──────── EXTRAIT CHOISI

Alors, oui, imaginons que ce rassasiement nous a vraiment comblés – Jésus est le Pain de vie – et supposons aussi qu’après la fin de cette messe dominicale sur le chemin du retour, dans nos barques, nous soyons confrontés à une mer agitée qui nous tourmente – n’est-ce pas souvent le cas quand nous retournons aux affaires du quotidien ? – au point que bien souvent nous oublions la plénitude en laquelle Jésus nous a fait communier. On retombe vite dans le banal, l’horizontal…
Comment retrouver l’enthousiasme de la présence de Jésus, le vertical du rassasiement d’en-haut, quand on se retrouve submergé par les vents contraires : le deuil, la maladie… ou simplement la routine d’une mer d’huile ?
Voyez le prophète Élie, de la première lecture, tout à fait déprimé parce que poursuivi à mort par la reine Jézabel, délaissé de tous, cherchant le réconfort de Dieu sur la montagne en Horeb. Une boussole intérieure le pousse vers la montagne de Dieu, l’Horeb. Là de grands signes surviennent, en-avant du Seigneur : ouragan, tremblement de terre, feu… mais Dieu n’est pas dans ces cataclysmes. Élie a la grâce de reconnaître Dieu dans le fin murmure d’un souffle léger. C’est pour lui un redépart.

────────────────
──────── DONNÉES

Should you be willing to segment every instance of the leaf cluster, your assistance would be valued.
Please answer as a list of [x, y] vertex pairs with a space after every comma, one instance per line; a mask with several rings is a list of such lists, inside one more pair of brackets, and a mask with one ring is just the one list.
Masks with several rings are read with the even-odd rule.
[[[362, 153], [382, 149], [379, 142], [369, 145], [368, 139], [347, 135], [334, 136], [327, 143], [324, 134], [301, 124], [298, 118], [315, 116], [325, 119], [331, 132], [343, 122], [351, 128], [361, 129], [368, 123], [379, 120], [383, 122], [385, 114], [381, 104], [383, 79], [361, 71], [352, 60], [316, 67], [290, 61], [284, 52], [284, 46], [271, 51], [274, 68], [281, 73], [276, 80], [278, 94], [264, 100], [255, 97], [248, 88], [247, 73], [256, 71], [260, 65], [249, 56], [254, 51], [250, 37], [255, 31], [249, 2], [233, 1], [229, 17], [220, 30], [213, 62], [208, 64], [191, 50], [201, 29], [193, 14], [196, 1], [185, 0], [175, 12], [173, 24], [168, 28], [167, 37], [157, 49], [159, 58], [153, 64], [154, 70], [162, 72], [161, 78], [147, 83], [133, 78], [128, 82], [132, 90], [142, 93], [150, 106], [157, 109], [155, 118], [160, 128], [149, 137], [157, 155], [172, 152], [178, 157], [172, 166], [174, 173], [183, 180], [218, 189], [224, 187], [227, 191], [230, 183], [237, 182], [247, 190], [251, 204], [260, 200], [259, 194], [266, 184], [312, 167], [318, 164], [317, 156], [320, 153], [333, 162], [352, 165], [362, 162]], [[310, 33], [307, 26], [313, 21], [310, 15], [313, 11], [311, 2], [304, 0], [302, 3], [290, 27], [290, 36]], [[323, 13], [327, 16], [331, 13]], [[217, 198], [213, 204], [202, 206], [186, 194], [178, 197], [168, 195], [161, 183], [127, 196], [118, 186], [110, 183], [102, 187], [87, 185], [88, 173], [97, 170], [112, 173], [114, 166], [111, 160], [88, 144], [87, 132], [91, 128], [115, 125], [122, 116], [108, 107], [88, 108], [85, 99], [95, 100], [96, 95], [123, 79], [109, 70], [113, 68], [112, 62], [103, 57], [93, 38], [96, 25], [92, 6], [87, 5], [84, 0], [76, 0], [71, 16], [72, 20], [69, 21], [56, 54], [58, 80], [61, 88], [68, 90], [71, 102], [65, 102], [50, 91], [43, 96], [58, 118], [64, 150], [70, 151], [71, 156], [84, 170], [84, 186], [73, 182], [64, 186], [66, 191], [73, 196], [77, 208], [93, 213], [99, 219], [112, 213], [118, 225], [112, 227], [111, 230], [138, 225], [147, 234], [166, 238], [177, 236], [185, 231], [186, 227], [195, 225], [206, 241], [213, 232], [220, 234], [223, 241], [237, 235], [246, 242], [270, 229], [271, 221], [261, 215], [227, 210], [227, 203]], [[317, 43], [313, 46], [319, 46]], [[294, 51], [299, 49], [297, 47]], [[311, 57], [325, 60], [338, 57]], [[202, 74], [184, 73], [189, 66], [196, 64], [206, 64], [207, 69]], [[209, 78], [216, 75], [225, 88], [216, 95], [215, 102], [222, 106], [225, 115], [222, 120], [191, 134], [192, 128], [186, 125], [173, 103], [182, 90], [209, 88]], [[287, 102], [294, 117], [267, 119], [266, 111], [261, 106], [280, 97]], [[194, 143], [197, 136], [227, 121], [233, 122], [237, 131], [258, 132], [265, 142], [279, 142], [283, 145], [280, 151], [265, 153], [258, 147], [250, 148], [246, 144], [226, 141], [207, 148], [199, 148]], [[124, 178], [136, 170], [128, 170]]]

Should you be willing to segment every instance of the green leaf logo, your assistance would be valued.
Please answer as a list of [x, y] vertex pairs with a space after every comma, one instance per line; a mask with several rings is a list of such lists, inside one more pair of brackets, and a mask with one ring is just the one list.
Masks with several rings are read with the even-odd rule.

────────────────
──────── DONNÉES

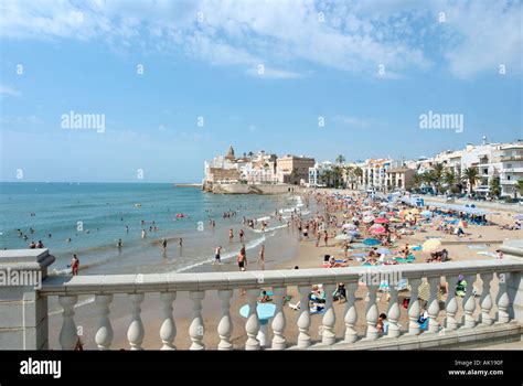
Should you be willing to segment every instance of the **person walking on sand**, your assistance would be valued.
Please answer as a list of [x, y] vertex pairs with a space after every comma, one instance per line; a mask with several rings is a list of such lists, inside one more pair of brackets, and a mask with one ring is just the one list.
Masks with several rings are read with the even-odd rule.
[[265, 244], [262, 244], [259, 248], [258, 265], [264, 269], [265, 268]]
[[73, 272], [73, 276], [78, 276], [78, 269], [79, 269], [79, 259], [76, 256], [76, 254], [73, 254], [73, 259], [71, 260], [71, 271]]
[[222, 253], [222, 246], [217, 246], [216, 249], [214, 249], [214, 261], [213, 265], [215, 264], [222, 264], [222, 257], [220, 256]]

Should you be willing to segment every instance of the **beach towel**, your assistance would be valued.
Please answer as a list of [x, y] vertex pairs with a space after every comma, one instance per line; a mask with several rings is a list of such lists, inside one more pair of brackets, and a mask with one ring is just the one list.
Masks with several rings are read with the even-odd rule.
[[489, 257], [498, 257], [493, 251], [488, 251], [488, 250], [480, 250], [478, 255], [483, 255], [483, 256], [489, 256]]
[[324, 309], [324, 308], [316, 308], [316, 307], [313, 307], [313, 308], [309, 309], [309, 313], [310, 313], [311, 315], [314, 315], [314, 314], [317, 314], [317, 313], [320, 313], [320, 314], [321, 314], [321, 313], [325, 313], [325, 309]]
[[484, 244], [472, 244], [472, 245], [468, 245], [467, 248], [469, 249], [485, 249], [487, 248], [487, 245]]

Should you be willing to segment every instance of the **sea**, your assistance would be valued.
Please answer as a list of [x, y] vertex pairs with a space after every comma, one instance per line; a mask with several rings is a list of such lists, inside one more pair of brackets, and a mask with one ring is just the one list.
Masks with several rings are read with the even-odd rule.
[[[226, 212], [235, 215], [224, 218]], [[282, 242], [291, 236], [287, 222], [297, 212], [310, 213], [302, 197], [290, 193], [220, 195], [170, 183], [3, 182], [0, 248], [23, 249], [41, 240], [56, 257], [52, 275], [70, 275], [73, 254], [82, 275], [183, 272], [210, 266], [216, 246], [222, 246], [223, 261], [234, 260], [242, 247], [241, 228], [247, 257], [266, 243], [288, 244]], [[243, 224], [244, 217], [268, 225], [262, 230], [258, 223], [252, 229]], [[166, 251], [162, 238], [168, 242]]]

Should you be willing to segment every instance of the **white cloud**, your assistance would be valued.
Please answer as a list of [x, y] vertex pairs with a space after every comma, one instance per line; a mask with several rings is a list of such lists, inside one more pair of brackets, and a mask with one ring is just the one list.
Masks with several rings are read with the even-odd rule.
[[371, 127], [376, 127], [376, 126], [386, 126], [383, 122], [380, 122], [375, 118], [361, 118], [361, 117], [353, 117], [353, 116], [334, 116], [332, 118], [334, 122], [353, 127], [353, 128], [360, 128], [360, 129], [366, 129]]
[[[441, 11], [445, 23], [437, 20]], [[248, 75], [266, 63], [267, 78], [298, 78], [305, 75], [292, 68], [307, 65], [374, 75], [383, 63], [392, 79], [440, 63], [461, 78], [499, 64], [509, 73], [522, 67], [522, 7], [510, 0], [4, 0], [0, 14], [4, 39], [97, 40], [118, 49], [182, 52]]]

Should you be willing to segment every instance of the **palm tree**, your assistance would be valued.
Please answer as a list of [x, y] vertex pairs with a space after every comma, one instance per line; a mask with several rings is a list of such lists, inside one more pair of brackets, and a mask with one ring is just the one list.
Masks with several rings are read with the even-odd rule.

────────────────
──────── DONNÉES

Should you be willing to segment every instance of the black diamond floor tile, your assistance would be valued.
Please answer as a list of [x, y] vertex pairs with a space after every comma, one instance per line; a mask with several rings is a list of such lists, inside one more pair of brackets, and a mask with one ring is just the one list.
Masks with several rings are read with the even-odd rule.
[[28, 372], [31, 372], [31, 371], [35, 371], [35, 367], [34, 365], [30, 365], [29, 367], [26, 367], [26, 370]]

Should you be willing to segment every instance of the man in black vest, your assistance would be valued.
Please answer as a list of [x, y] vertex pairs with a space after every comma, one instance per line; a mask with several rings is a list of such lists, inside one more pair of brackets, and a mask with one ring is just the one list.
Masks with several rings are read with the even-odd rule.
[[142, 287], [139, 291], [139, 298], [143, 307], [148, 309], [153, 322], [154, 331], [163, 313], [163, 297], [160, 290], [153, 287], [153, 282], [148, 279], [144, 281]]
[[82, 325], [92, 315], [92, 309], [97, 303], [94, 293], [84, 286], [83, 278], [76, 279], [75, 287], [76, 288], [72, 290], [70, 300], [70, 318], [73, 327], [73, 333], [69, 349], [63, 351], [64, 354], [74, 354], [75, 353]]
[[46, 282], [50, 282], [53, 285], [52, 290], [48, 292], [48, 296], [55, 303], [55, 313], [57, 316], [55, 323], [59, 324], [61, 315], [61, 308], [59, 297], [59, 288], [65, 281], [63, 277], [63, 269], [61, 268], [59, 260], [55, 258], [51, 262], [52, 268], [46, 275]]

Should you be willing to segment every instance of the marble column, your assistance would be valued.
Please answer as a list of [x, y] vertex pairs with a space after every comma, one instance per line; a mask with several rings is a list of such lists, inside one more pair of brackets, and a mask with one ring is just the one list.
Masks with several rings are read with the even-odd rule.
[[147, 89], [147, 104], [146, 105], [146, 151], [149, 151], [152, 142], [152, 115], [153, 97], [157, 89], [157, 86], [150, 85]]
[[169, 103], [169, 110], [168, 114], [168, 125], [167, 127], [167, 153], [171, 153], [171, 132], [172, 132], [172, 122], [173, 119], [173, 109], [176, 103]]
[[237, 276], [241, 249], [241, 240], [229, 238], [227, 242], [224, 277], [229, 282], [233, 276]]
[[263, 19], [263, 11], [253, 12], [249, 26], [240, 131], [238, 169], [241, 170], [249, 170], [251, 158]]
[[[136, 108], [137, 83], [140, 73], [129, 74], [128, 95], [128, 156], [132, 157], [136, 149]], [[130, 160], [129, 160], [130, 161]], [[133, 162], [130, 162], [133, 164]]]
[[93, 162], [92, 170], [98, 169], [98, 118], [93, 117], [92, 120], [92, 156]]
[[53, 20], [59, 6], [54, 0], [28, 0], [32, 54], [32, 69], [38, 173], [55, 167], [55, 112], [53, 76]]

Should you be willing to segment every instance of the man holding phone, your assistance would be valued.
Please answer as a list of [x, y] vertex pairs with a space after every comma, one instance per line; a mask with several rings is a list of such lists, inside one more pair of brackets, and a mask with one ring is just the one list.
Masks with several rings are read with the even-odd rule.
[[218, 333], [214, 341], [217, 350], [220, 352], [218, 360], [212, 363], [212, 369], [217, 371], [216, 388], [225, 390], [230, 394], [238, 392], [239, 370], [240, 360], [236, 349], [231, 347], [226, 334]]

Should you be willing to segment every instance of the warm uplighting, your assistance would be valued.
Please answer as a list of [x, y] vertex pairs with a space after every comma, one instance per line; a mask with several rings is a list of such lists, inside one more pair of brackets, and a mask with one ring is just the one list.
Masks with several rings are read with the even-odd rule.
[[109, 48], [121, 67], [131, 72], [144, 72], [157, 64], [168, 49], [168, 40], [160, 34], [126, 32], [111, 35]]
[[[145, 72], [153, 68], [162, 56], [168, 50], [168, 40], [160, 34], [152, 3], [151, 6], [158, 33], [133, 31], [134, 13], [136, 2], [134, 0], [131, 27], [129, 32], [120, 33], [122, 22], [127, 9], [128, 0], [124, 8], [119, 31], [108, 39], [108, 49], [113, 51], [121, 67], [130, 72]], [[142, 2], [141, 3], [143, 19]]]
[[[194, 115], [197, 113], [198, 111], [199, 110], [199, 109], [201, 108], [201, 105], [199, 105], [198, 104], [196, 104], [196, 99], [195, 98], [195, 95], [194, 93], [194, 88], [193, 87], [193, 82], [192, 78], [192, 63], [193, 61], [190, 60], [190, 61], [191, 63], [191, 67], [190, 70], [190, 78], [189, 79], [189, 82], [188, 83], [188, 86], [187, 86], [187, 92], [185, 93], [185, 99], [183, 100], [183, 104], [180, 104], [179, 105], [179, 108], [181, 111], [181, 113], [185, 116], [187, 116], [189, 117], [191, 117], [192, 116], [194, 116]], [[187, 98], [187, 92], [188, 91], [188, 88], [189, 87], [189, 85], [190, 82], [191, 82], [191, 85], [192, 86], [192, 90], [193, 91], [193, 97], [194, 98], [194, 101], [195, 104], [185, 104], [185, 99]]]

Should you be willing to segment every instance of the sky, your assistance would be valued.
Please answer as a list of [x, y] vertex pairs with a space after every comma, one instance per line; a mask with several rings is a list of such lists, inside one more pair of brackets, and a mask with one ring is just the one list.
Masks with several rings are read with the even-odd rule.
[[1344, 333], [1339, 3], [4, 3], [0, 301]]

────────────────

* CONSIGNE A
Dans l'extrait sur le Pain de vie, donnez les grands signes qui surviennent sur l'Horeb en avant du Seigneur.
* CONSIGNE B
Prolongez l'extrait sur le Pain de vie après sa dernière phrase.

* RÉPONSE A
ouragan, tremblement de terre, feu

* RÉPONSE B
Pour les disciples, dans l’Évangile, c’est moins évident : ils crient et gesticulent ; ils ne reconnaissent pas Jésus qui vient au cœur de la nuit. Ils le prennent pour un fantôme. La peur les submerge. Pourtant « Je suis » dit Jésus, ou « c’est moi » (en grec « ego eimi » signifie « c’est moi » ou plus littéralement « Je suis », faisant référence à ce nom sublime que Dieu révèle à Moïse dans l’épisode du buisson ardent : « Je-suis, le Dieu de vos pères, le Dieu d’Abraham, le Dieu d’Isaac et le Dieu de Jacob m’a envoyé vers vous ; c’est mon nom pour toujours »). On reprochera bien souvent à Jésus de s’accaparer ce Nom, ce titre divin « Je suis » qui signifie la solidité divine ; mais Jésus précisément manifeste qu’il n’est pas un usurpateur de la divinité quand il maîtrise la puissance de la mer.
Pour nous, plus définitivement que pour Elie ou les disciples, le Seigneur s’est manifesté, car par rapport à eux nous avons l’avantage d’être après Pâques : Jésus est ressuscité, pour nous il a vaincu la peur, le péché et la mort.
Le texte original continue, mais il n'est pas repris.